STATED EXERCISE>
Print every entry exactly as written.

RECORDS TO PROCESS>
++++++++++++++++++++

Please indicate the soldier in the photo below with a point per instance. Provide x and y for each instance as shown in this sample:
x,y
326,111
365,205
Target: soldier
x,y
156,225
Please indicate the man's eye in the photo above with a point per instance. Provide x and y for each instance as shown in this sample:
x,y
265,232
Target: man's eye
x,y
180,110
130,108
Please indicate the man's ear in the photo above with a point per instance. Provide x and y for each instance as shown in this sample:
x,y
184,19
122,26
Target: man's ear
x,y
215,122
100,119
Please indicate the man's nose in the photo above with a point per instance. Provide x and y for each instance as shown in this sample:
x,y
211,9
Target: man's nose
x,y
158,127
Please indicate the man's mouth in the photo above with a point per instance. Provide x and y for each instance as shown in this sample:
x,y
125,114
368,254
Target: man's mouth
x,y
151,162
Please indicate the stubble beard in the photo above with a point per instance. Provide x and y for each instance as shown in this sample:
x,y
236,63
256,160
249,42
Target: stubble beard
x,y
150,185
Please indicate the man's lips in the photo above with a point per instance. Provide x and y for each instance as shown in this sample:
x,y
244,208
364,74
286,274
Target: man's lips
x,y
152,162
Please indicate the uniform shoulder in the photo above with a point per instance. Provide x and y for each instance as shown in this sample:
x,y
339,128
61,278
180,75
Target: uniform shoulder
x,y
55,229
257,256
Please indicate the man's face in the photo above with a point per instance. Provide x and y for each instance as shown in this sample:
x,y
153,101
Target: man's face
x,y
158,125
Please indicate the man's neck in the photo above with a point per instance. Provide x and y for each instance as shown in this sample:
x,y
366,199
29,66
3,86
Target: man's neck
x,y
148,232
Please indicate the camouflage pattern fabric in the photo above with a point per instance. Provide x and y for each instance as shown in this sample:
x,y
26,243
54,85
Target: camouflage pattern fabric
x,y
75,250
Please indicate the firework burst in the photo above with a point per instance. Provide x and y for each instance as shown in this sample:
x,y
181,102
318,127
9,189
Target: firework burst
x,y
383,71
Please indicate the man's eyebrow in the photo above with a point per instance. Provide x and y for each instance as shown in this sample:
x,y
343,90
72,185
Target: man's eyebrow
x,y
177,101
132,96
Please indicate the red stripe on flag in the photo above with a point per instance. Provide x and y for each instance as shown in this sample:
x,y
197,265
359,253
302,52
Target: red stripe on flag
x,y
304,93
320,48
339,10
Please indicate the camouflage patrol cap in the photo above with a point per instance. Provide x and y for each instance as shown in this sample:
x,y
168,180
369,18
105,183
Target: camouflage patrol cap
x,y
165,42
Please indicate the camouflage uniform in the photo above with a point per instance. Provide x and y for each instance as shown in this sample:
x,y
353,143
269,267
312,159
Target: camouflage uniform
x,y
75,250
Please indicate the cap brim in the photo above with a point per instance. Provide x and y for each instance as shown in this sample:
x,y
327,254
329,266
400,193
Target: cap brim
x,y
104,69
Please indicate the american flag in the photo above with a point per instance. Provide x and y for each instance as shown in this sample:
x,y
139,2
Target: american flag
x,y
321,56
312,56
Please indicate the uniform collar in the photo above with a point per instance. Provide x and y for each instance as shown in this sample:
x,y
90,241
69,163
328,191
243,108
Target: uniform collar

++++++++++++++++++++

EXERCISE ANSWER>
Please indicate the soldier in the photo below with a point per instance. Provide x and y for each instance as shown in this sample:
x,y
326,111
365,205
Target: soldier
x,y
156,225
Please indicate the man's eye in the photo above with a point per instance. Provide x and y for each instance as shown in this sample:
x,y
265,232
Target: man's eye
x,y
180,110
130,108
Please indicate the man's ear in the photo above with a point per instance. Provide x and y for each instance as shown in this sample:
x,y
184,19
122,26
Target: man's ear
x,y
215,122
100,119
Please indicate the man's nose in the photo above with a point per instance. Provide x and y for each instance as shown in this sample:
x,y
211,9
Target: man's nose
x,y
158,127
Please indicate the man's mouth in the photo above with a point per instance. Provide x and y for each instance as shown in this sample:
x,y
125,114
368,254
Target: man's mouth
x,y
151,162
Please indicate the stubble beard in the photo above with a point per instance. Provide x and y for each instance as shown in this sample:
x,y
236,63
256,160
249,42
Target: stubble beard
x,y
150,185
Please indicate the man's lips in the photo above with a point per instance. Provide x and y for each instance as shown in this sample:
x,y
244,208
364,74
286,274
Target: man's lips
x,y
152,162
Please indicate the uniform shoulder in the photo above with a point per instance. Provide x and y for each instance as shown in this sample:
x,y
339,128
61,278
180,75
Target: uniform shoulder
x,y
55,229
257,256
Please indicate the man's face in the photo above with a point per instance. Provide x and y for each instance as shown in this sample:
x,y
153,101
Target: man's face
x,y
158,125
Please indicate the man's neck in the photo above with a point per instance. Provide x and y for each instance as shown in this sample:
x,y
366,199
29,66
3,86
Target: man's neck
x,y
148,232
Please indicate the camouflage pattern fabric in the photo above with a point per instance. Provide x and y for each instance as shown in this sample:
x,y
26,243
54,85
Target: camouflage pattern fabric
x,y
75,250
Please indicate the firework burst in the photo above with a point per instance. Provide x and y for each instance as shown in this sample:
x,y
181,102
318,127
9,189
Target: firework burst
x,y
383,71
Please indicate the man's eyebrow in the photo above with a point per instance. Provide x and y for each instance as shown in this sample:
x,y
343,90
72,185
Target: man's eyebrow
x,y
177,101
132,96
Please indicate the red stripe on flag in the photo above with a point per instance. Provide x and y for each instance as shown in this sample:
x,y
197,265
359,253
302,52
Target: red stripe on flag
x,y
304,93
320,48
339,10
Please indicate the camouflage patrol cap in the photo above with a point per instance. Provide x and y for each instance as shown in this sample:
x,y
168,180
369,18
105,183
Target: camouflage patrol cap
x,y
165,42
Please indicate the camouflage uniform in the photo above with a point per instance. Provide x and y for each instance as shown in this sample:
x,y
353,143
269,267
312,159
Target: camouflage uniform
x,y
75,250
Please indicate the cap brim in the photo above with a point per instance. Provide x and y for each instance as shown in this sample:
x,y
327,254
329,266
400,193
Target: cap brim
x,y
104,69
Please indicate the american flag in the photo above with a point per instance. Provide x and y for each instance as shown in this sample:
x,y
139,2
Target: american flag
x,y
321,56
312,56
Please indicate the uniform collar in the photo above with a point per instance. Provide x and y for each instance as shown in this sample:
x,y
90,241
69,163
328,191
243,108
Target: uniform collar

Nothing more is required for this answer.